▶ _Work item_
Except for the pictures, output the records in full and exactly.

[Record extracts — start]

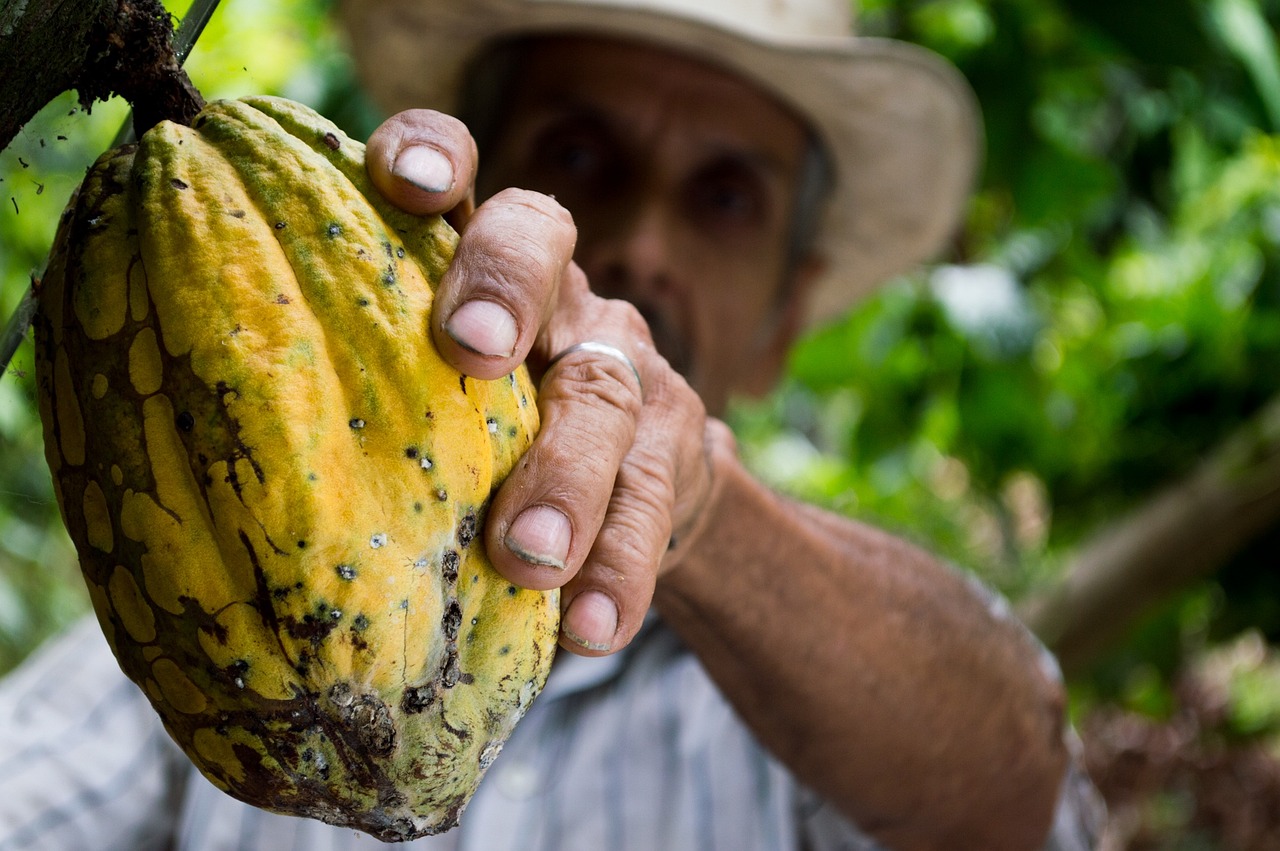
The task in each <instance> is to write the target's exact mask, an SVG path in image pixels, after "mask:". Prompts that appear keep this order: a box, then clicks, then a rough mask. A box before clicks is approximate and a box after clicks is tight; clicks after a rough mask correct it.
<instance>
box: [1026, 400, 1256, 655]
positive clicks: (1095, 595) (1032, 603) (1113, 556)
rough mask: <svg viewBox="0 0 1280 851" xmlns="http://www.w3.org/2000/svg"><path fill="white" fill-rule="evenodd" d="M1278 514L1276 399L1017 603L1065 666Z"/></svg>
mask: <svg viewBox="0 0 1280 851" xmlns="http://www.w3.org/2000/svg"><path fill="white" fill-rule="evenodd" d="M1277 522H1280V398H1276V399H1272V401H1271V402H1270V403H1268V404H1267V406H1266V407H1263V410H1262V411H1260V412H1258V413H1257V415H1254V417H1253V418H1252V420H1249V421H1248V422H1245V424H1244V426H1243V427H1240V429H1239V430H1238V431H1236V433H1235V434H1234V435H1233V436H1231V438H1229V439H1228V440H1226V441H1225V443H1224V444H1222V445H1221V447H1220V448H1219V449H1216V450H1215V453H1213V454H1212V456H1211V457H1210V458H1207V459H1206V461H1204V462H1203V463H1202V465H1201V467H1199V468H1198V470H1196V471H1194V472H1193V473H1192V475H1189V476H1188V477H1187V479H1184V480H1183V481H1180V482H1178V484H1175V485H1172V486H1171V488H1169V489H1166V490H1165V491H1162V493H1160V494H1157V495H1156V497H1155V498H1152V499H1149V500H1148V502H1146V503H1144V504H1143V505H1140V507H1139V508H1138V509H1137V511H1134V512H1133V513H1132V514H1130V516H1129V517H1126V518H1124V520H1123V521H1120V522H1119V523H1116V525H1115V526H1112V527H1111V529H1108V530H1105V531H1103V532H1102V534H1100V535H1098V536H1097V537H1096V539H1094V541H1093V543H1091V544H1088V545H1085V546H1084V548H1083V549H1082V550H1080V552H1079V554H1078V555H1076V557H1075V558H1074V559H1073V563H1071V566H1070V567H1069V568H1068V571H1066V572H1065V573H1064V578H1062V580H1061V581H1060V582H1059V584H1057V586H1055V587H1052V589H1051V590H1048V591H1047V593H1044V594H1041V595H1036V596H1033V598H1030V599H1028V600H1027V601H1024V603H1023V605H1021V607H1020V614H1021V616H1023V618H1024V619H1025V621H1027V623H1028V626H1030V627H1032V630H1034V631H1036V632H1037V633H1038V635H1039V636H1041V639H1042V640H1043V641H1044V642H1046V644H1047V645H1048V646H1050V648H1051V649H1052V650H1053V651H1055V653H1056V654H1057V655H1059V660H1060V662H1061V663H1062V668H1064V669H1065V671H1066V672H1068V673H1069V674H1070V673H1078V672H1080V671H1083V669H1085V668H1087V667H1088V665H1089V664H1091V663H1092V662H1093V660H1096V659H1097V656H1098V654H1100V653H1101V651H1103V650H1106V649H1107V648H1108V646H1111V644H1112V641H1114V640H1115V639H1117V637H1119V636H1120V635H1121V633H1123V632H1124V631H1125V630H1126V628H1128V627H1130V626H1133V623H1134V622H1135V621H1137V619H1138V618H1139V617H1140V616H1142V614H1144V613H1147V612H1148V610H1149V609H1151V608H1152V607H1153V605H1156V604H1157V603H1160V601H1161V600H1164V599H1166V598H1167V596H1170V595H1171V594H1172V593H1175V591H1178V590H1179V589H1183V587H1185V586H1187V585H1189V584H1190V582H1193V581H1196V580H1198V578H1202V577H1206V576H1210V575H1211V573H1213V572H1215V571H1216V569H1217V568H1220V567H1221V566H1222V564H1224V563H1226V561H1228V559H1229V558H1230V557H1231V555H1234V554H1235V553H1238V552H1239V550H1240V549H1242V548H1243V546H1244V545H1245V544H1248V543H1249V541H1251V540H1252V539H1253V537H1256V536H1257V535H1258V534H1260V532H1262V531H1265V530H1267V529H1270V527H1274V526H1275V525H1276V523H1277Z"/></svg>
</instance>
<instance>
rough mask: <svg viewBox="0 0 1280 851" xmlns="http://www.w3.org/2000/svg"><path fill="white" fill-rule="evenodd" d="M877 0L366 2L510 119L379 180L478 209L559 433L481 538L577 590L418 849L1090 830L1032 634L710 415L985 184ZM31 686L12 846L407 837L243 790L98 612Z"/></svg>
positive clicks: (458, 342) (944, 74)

[Record extracts — finish]

▶ _Answer area_
The task in each <instance> is to write the target's exact mask, an SVG path in image pixels, after "mask:". Prompts that appear keep this order: a box, then clicks, then a rough mask. A box before clicks is approximate and a box after clicks is tight; clicks after a rough mask correct it.
<instance>
box: [1026, 400, 1256, 655]
positive clicks: (1095, 595) (1032, 603) (1113, 556)
rough mask: <svg viewBox="0 0 1280 851" xmlns="http://www.w3.org/2000/svg"><path fill="white" fill-rule="evenodd" d="M1278 514L1276 399L1017 603L1065 666Z"/></svg>
mask: <svg viewBox="0 0 1280 851" xmlns="http://www.w3.org/2000/svg"><path fill="white" fill-rule="evenodd" d="M1277 522H1280V398H1276V399H1272V401H1271V402H1270V403H1268V404H1267V406H1266V407H1263V410H1262V411H1260V412H1258V413H1257V415H1254V417H1253V418H1252V420H1249V421H1248V422H1245V424H1244V426H1243V427H1240V429H1239V430H1238V431H1236V433H1235V434H1234V435H1233V436H1231V438H1229V439H1228V440H1226V441H1225V443H1224V444H1222V445H1221V447H1220V448H1219V449H1216V450H1215V453H1213V454H1212V456H1211V457H1210V458H1207V459H1206V461H1204V462H1203V463H1202V465H1201V467H1199V468H1198V470H1196V471H1194V472H1193V473H1192V475H1189V476H1188V477H1187V479H1184V480H1183V481H1180V482H1178V484H1175V485H1172V486H1171V488H1169V489H1166V490H1165V491H1162V493H1160V494H1157V495H1156V497H1155V498H1152V499H1149V500H1148V502H1146V503H1144V504H1143V505H1140V507H1139V508H1138V509H1137V511H1134V512H1133V513H1132V514H1130V516H1129V517H1126V518H1124V520H1123V521H1120V522H1119V523H1116V525H1115V526H1112V527H1111V529H1108V530H1105V531H1103V532H1102V534H1100V535H1098V536H1097V537H1096V539H1094V541H1093V543H1091V544H1088V545H1085V546H1084V548H1083V549H1082V550H1080V552H1079V554H1078V555H1076V557H1075V558H1074V559H1073V563H1071V566H1070V567H1069V568H1068V571H1066V572H1065V573H1064V578H1062V580H1061V581H1060V582H1059V584H1057V586H1055V587H1052V589H1051V590H1048V591H1047V593H1044V594H1041V595H1036V596H1033V598H1030V599H1028V600H1027V601H1024V603H1023V605H1021V607H1020V614H1021V616H1023V618H1024V619H1025V621H1027V623H1028V626H1030V627H1032V630H1034V631H1036V632H1037V633H1038V635H1039V636H1041V639H1042V640H1043V641H1044V642H1046V644H1047V645H1048V646H1050V648H1051V649H1052V650H1053V651H1055V653H1056V654H1057V655H1059V660H1060V662H1061V663H1062V668H1064V669H1065V671H1066V672H1068V673H1069V674H1070V673H1078V672H1080V671H1083V669H1085V668H1087V667H1088V665H1089V664H1091V663H1092V662H1093V660H1096V659H1097V656H1098V654H1100V653H1101V651H1103V650H1106V649H1107V648H1108V646H1111V644H1112V641H1114V640H1115V639H1117V637H1119V636H1120V635H1121V633H1123V632H1124V631H1125V630H1126V628H1128V627H1130V626H1133V623H1134V622H1135V621H1137V619H1138V618H1139V617H1140V616H1142V614H1144V613H1147V612H1148V610H1149V609H1151V608H1152V607H1153V605H1156V604H1157V603H1160V601H1161V600H1164V599H1166V598H1167V596H1170V595H1171V594H1172V593H1175V591H1178V590H1179V589H1183V587H1185V586H1187V585H1189V584H1190V582H1193V581H1196V580H1198V578H1202V577H1206V576H1210V575H1211V573H1213V572H1215V571H1216V569H1217V568H1220V567H1221V566H1222V564H1224V563H1226V561H1228V559H1229V558H1230V557H1231V555H1234V554H1235V553H1238V552H1239V550H1240V549H1242V548H1243V546H1244V545H1245V544H1248V543H1249V541H1251V540H1252V539H1253V537H1256V536H1257V535H1258V534H1260V532H1262V531H1265V530H1267V529H1270V527H1274V526H1275V525H1276V523H1277Z"/></svg>
</instance>
<instance>
rough mask: <svg viewBox="0 0 1280 851" xmlns="http://www.w3.org/2000/svg"><path fill="white" fill-rule="evenodd" d="M877 0L366 2L510 119L379 180L478 209L559 433L481 538L577 590L418 849L1090 830L1032 634L710 415L985 184ZM31 686L12 846L407 837L243 790L98 612Z"/></svg>
positive clicks: (458, 342) (944, 74)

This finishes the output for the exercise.